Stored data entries
▬▬▬

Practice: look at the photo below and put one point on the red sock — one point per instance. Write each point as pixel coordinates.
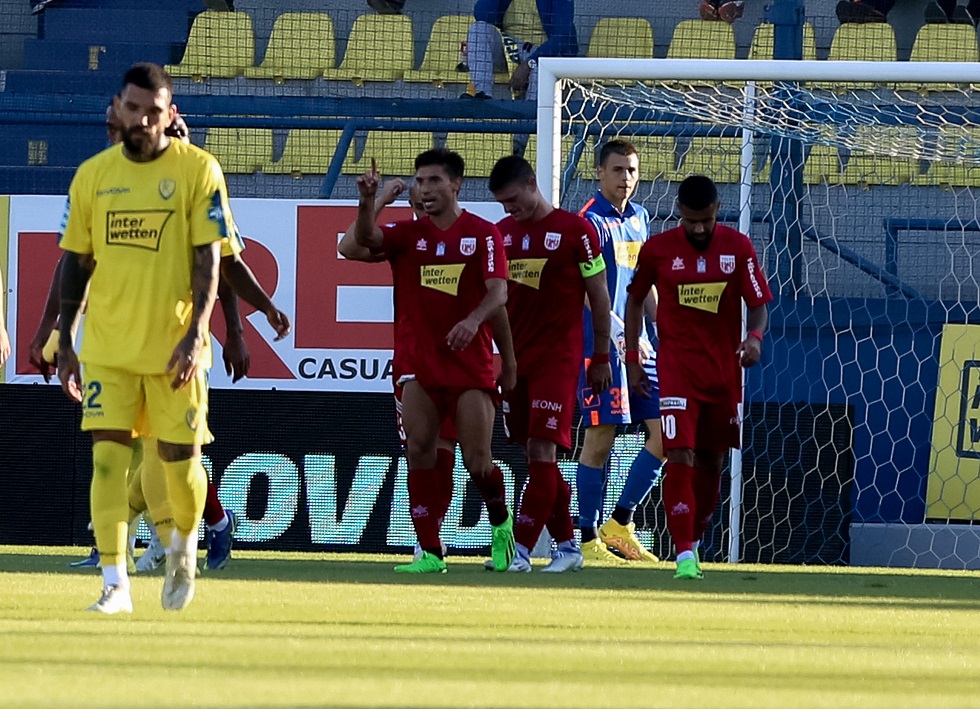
(707, 488)
(560, 523)
(537, 502)
(445, 462)
(213, 511)
(423, 500)
(679, 504)
(494, 494)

▬▬▬

WHAT YOU HAVE TO DO
Return all of the entries exactly as written, but drop any pictures they hold.

WRITTEN ANSWER
Practice: look at the photo below and put one point on the red sock — one point per instance. Write each point as pixel coordinates.
(707, 488)
(560, 523)
(537, 502)
(445, 462)
(213, 511)
(423, 500)
(679, 504)
(494, 494)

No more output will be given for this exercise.